#### MATERIAL TO PROCESS
>> Start

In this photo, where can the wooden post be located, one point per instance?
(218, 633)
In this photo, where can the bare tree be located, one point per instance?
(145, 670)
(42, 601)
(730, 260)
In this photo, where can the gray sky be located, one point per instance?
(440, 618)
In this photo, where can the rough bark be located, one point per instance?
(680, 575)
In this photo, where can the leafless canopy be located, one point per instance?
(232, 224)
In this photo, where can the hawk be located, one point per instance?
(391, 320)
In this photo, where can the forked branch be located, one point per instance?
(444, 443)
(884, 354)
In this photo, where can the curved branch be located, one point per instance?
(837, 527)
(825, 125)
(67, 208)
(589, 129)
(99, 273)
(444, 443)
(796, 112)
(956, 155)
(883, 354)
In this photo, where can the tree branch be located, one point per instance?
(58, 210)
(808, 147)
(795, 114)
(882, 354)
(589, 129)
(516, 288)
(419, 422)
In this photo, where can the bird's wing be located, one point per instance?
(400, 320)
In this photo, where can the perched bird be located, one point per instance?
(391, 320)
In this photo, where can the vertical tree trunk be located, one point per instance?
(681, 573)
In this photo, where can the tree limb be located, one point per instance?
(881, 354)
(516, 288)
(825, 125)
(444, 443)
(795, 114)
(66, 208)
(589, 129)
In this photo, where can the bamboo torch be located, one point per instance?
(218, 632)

>> End
>> Start

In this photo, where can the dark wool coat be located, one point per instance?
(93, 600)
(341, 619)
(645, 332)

>> End

#### TO DO
Copy out every line above that contains the word "branch".

#### COMPLETED EXERCISE
In this photo, where can the forked branch be located, one point per instance?
In this photo, where can the curved branch be located, one point per instance?
In this photo, where can the tree branch be located, one point per instance?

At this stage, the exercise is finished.